- **PROBLEMS**
[1] In the workqueue memory-ordering discussion below, list every function name that contains "_work_".
[2] According to the workqueue memory-ordering discussion below, which operations in the work function must follow stores to PENDING?

Just to be clear: reordering with STORES in the work function is not a problem
because no conclusion can be reached regarding the scheduling state of the work
function from outside the work function, other than by testing PENDING.

IOW,

is_running = 1
clear PENDING

is equivalent to

clear PENDING
is_running = 1

for any other logic like

if (is_running) {
}

or

if (!is_running) {
}

It's only LOADS in the work function that must follow STORES to PENDING.
That the full barrier will also order stores is unintended effect.

> This possible
> + * reordering can lead to a missed execution on attempt to qeueue
> + * the same @work. E.g. consider this case:
> + *
> + * CPU#0 CPU#1
> + * ---------------------------- --------------------------------
> + *
> + * 1 STORE event_indicated
> + * 2 queue_work_on() {
> + * 3 test_and_set_bit(PENDING)
> + * 4 } set_..._and_clear_pending() {
> + * 5 set_work_data() # clear bit
> + * 6 smp_mb()
> + * 7 work->current_func() {
> + * 8 LOAD event_indicated
> + * }
> + *
> + * Without an explicit full barrier speculative LOAD on line 8 can
> + * be executed before CPU#0 does STORE on line 1. If that happens,
> + * CPU#0 observes the PENDING bit is still set and new execution of
> + * a @work is not queued in a hope, that CPU#1 will eventually
> + * finish the queued @work. Meanwhile CPU#1 does not see
> + * event_indicated is set, because speculative LOAD was executed
> + * before actual STORE.
> + */
> + smp_mb();
> }
>
> static void clear_work_data(struct work_struct *work)
>

- **GIVEN RECORDS**
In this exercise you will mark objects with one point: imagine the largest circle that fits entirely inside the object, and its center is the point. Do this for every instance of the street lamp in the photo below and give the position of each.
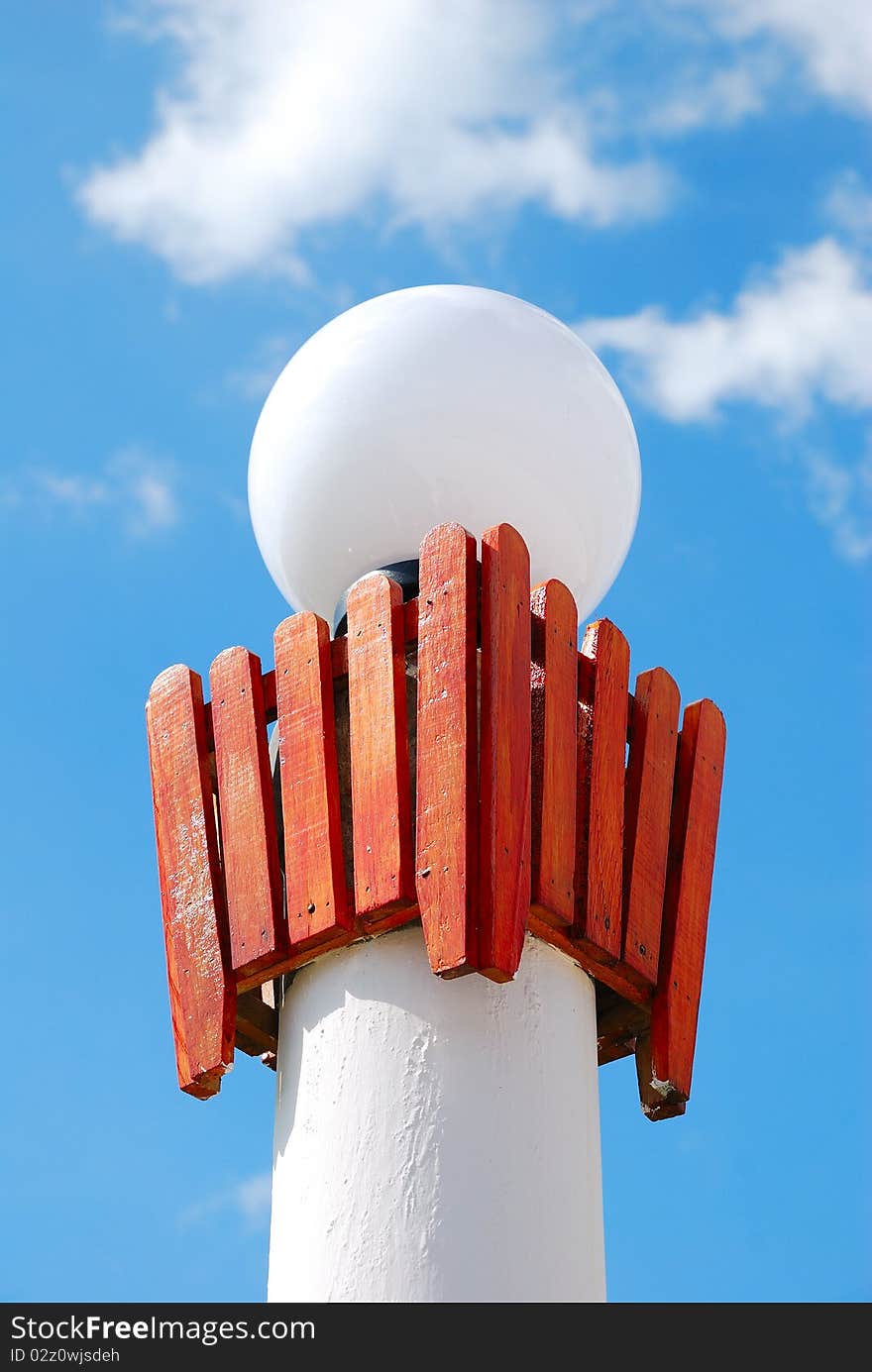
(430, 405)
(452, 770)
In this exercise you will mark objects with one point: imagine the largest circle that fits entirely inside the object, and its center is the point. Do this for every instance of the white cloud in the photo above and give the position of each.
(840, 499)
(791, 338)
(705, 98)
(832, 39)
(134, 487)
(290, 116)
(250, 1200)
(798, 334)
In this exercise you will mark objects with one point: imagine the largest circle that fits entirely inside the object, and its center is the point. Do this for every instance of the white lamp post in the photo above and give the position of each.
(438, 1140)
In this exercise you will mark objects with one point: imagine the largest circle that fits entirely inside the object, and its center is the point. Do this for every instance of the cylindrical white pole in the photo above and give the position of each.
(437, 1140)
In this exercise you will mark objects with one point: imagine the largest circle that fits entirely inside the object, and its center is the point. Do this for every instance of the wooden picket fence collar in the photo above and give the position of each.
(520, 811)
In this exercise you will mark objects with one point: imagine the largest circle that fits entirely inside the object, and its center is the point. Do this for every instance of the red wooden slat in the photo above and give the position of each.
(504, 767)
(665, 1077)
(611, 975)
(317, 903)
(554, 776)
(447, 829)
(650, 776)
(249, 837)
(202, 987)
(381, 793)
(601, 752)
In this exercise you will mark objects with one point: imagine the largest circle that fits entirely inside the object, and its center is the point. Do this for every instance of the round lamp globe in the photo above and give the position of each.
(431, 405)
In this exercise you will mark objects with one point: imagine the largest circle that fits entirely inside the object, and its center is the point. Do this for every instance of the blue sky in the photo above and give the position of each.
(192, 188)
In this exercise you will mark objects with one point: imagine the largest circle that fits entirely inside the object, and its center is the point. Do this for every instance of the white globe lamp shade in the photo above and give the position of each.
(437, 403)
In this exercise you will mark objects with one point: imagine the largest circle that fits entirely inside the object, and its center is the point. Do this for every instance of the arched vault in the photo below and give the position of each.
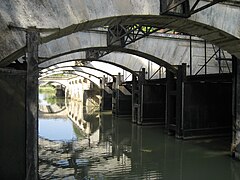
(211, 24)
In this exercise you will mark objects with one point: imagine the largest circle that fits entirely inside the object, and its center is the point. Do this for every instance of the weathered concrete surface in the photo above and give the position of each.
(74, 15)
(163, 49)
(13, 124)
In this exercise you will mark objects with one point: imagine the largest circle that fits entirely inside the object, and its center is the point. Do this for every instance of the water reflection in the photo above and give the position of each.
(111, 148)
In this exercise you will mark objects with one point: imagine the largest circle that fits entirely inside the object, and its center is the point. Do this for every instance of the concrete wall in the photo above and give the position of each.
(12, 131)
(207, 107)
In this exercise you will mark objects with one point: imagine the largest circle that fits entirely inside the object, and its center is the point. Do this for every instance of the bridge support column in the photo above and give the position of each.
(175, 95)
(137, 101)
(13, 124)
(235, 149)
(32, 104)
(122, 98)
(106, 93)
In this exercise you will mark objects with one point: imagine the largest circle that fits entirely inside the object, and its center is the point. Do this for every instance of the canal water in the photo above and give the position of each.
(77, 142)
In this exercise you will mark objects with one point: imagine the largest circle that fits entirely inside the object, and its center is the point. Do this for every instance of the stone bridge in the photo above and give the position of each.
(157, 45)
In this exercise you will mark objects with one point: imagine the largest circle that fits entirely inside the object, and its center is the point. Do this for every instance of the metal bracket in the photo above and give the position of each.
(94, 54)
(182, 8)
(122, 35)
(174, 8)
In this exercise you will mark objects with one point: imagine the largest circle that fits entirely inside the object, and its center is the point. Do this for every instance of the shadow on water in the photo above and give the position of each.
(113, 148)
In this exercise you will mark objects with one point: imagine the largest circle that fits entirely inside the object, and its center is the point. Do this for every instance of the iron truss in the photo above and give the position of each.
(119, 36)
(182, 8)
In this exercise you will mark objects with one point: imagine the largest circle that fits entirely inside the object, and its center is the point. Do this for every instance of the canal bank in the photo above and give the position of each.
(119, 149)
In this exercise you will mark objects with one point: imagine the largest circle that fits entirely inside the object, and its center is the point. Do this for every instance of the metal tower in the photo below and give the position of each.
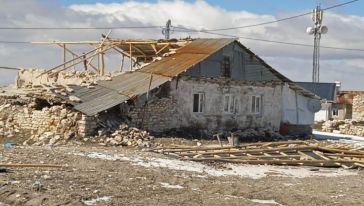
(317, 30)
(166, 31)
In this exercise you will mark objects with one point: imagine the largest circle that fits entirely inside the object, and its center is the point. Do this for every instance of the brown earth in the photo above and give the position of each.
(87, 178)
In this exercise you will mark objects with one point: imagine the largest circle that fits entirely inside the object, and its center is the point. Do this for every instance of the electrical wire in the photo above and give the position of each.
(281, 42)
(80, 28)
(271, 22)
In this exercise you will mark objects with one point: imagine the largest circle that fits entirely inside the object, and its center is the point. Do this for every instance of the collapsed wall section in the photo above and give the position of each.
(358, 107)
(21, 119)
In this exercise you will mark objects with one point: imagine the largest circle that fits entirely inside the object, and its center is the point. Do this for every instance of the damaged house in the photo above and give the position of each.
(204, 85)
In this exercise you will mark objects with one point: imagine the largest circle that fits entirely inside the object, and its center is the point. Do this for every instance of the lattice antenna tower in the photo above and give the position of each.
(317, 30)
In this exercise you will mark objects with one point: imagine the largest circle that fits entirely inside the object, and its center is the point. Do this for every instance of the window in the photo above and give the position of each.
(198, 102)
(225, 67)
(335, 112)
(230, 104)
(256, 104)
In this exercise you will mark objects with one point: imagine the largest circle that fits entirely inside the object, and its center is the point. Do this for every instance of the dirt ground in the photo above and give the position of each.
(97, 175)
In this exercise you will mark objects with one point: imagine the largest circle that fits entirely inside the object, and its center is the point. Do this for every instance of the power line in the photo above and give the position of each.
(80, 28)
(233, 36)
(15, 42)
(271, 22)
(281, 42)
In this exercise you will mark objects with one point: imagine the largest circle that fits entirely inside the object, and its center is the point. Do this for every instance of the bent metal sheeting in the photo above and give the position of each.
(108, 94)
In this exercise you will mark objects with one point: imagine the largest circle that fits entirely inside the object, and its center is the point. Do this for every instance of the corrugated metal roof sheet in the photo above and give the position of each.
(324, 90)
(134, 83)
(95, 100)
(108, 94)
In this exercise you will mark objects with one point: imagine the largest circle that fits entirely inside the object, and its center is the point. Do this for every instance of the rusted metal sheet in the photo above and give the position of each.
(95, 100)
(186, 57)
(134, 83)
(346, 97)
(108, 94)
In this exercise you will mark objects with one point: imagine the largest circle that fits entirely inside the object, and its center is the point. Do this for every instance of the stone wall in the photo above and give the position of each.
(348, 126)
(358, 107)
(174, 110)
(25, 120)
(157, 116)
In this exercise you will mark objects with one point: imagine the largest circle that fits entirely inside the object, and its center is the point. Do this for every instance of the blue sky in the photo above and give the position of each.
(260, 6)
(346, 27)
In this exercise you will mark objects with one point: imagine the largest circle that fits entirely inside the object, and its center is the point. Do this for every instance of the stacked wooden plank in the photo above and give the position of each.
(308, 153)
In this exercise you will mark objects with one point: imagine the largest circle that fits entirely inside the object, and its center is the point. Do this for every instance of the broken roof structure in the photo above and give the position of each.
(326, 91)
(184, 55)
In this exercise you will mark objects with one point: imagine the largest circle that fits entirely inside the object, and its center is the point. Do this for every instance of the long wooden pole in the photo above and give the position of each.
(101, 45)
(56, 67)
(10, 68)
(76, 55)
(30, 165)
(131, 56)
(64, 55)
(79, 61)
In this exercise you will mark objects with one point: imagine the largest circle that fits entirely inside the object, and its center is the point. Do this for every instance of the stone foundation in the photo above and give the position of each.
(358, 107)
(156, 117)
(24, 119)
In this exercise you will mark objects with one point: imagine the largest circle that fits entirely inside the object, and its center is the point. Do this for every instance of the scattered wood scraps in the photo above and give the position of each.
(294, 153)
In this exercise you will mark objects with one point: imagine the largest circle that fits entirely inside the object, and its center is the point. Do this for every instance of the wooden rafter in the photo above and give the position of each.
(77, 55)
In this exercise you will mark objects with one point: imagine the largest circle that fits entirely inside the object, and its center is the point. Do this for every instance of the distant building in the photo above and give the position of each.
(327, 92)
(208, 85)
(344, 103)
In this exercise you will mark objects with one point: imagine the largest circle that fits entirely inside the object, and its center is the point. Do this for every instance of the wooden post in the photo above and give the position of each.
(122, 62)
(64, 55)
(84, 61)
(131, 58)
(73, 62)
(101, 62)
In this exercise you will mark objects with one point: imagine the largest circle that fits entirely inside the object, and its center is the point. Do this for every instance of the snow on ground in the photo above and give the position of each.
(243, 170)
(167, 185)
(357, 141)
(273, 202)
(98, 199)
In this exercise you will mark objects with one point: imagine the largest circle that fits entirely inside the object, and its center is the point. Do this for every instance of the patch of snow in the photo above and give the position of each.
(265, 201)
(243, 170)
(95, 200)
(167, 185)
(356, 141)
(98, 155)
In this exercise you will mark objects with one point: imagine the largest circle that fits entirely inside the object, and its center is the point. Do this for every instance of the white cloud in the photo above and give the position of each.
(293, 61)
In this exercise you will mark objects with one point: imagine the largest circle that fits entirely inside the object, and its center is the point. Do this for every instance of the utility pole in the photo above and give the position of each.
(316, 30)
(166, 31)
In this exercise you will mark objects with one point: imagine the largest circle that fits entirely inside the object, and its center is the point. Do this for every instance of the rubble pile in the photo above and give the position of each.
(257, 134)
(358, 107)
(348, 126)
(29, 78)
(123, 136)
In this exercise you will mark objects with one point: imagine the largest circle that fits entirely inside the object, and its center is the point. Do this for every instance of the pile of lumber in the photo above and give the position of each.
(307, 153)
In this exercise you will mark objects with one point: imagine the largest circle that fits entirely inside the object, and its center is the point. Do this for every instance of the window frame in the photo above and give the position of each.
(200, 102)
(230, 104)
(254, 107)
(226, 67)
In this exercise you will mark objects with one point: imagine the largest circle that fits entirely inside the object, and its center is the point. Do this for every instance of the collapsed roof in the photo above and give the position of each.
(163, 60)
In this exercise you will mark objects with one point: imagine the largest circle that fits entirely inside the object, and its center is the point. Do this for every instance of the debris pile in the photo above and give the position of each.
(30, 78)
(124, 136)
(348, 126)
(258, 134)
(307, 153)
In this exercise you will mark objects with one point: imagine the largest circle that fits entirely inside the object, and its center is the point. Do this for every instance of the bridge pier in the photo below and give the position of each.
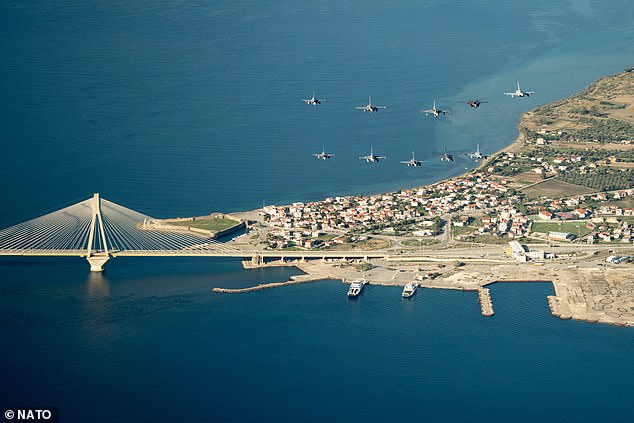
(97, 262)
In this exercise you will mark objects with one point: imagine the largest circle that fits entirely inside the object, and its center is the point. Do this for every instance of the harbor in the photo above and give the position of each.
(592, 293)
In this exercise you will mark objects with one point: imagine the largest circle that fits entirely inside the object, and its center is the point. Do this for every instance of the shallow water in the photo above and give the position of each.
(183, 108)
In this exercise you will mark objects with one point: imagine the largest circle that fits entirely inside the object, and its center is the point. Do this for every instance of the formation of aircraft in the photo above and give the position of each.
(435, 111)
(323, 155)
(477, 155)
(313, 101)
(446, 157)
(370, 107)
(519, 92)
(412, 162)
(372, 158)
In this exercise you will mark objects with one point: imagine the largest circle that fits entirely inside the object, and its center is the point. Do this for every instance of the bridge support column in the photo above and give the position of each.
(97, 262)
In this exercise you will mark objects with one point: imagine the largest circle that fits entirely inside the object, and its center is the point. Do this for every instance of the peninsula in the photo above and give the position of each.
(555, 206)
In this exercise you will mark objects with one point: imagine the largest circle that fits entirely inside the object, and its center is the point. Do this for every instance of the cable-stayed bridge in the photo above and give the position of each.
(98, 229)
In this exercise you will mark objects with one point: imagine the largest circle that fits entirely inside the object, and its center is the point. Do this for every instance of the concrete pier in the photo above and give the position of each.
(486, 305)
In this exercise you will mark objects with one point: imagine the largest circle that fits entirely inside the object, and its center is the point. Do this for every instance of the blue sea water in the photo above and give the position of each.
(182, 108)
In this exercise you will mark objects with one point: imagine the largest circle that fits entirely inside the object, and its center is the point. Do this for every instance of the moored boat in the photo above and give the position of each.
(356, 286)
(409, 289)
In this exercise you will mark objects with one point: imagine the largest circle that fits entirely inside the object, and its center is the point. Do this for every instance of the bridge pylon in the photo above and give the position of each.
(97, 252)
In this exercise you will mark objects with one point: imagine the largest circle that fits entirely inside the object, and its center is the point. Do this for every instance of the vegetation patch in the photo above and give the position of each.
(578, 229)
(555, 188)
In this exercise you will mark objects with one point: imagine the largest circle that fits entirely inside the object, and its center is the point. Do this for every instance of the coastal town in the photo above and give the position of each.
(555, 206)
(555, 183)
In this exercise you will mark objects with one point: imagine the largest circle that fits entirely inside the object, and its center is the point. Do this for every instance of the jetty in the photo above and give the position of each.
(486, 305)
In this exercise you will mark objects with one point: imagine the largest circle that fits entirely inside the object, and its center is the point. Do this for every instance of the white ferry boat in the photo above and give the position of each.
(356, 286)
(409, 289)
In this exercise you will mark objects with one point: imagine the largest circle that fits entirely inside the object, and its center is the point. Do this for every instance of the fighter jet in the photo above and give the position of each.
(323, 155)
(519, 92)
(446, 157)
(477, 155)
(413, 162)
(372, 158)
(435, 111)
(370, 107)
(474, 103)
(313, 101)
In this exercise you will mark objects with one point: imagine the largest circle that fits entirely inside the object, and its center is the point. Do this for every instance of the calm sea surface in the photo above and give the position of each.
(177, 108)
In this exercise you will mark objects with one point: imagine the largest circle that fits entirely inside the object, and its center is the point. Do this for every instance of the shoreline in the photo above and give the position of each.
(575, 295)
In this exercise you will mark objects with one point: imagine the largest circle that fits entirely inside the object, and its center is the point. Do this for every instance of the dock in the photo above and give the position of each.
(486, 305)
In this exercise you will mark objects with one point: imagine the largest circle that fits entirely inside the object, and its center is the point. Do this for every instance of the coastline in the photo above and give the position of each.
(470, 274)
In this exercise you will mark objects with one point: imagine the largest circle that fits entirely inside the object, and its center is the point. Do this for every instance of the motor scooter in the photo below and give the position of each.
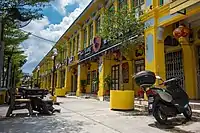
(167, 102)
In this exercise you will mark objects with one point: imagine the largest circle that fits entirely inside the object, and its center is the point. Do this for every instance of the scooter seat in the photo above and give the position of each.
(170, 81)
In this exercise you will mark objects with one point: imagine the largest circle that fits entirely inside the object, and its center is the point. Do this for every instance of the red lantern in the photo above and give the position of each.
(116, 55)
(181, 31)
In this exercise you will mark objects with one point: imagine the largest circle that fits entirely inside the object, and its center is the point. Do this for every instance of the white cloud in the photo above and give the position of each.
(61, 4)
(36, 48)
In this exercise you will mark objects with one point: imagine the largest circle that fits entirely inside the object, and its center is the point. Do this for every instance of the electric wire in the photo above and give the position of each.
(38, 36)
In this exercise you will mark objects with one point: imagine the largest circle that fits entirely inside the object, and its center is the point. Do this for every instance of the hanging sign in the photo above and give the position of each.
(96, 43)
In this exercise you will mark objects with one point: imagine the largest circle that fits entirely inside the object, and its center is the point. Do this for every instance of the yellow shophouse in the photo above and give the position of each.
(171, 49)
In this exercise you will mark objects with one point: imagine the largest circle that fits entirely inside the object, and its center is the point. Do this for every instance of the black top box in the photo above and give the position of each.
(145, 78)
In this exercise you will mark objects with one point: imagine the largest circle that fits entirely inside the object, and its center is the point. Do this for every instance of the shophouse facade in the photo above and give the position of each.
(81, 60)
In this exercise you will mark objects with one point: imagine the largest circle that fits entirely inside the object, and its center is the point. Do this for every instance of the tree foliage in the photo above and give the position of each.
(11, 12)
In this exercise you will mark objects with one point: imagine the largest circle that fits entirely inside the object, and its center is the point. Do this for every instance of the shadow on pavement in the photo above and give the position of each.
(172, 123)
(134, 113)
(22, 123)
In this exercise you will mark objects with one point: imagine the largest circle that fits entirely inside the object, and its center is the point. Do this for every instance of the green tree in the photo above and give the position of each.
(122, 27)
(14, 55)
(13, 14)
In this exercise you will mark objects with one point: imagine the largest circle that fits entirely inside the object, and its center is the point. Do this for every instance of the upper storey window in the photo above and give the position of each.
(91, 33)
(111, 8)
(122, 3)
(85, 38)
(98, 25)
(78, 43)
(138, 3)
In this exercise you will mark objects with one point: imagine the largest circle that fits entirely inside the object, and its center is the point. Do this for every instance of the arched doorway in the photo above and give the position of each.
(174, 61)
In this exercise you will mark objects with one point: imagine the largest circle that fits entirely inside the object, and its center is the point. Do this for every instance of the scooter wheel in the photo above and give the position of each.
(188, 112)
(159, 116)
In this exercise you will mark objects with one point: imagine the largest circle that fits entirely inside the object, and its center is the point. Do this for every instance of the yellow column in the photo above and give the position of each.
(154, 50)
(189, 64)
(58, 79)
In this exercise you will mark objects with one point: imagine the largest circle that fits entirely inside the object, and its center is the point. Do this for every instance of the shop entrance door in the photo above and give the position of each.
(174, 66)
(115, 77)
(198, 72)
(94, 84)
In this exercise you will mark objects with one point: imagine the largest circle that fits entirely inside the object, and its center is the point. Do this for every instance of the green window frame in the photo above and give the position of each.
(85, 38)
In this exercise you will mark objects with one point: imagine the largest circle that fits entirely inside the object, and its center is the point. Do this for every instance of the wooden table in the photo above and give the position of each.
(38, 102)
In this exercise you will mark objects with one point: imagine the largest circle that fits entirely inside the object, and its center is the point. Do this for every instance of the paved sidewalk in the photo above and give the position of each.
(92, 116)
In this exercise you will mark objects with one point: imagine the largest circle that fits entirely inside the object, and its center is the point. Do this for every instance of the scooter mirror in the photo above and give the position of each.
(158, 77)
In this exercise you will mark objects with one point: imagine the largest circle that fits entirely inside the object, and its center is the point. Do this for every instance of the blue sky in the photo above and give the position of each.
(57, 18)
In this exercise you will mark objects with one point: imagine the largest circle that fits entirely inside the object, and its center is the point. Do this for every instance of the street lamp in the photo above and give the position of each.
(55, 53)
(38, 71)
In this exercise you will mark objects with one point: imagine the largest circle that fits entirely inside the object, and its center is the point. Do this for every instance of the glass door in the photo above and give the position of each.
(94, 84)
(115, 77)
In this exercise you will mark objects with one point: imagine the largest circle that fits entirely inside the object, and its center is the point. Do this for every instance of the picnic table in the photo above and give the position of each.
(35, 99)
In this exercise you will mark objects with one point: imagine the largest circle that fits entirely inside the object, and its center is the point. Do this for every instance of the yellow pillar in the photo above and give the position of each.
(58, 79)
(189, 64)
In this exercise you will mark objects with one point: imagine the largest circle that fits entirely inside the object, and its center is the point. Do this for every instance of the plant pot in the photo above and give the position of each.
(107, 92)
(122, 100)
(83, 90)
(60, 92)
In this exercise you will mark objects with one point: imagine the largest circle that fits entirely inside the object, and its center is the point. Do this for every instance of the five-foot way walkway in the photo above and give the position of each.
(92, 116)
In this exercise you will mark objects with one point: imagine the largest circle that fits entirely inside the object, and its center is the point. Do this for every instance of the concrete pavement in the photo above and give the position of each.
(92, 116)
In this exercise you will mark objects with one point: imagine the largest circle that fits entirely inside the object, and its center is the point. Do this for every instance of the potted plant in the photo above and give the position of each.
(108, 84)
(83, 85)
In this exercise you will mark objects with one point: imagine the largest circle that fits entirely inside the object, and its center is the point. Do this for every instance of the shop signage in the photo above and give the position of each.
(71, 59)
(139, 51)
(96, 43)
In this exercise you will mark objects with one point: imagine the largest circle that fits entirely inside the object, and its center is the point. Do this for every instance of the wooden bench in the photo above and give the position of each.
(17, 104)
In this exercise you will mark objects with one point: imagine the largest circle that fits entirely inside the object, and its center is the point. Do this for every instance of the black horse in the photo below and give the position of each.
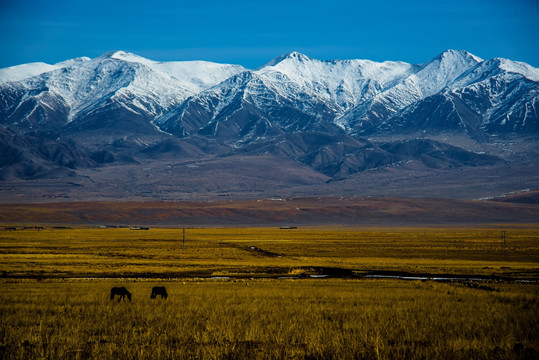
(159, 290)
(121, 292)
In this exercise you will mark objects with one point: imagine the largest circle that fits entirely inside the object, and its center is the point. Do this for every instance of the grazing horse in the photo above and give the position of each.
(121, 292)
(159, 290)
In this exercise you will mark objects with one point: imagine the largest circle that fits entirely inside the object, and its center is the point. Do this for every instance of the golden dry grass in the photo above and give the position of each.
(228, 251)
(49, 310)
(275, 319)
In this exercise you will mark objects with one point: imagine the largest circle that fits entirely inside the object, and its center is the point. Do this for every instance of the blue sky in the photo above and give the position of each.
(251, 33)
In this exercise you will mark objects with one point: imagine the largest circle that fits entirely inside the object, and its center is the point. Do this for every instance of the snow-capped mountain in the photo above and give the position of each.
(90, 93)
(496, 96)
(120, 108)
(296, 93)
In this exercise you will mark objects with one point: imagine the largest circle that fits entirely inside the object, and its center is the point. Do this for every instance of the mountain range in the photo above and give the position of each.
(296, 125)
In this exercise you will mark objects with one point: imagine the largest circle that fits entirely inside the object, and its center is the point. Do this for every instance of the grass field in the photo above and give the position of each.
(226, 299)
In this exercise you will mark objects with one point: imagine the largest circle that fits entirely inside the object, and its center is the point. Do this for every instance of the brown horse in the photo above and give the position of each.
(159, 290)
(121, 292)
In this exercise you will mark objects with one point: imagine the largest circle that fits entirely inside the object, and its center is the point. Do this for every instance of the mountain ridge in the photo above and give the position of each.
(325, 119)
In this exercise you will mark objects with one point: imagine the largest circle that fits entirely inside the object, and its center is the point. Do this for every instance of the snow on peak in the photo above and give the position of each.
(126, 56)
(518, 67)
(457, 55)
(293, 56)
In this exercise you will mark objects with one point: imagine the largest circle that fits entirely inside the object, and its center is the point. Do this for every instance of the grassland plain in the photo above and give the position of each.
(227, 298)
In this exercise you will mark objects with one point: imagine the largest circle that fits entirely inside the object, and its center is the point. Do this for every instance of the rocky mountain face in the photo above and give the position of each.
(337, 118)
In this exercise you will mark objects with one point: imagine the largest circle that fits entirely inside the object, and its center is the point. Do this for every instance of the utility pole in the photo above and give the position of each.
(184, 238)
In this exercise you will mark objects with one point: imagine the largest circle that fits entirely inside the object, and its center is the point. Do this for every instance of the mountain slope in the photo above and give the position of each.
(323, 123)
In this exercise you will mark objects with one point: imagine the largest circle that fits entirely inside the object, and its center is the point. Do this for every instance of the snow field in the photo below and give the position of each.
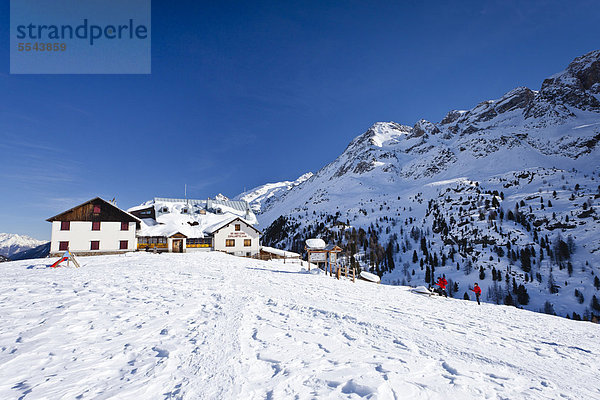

- **RESULTS OF THE TASKS**
[1]
queue_work_on
set_work_data
clear_work_data

[2] Only loads in the work function must follow stores to PENDING.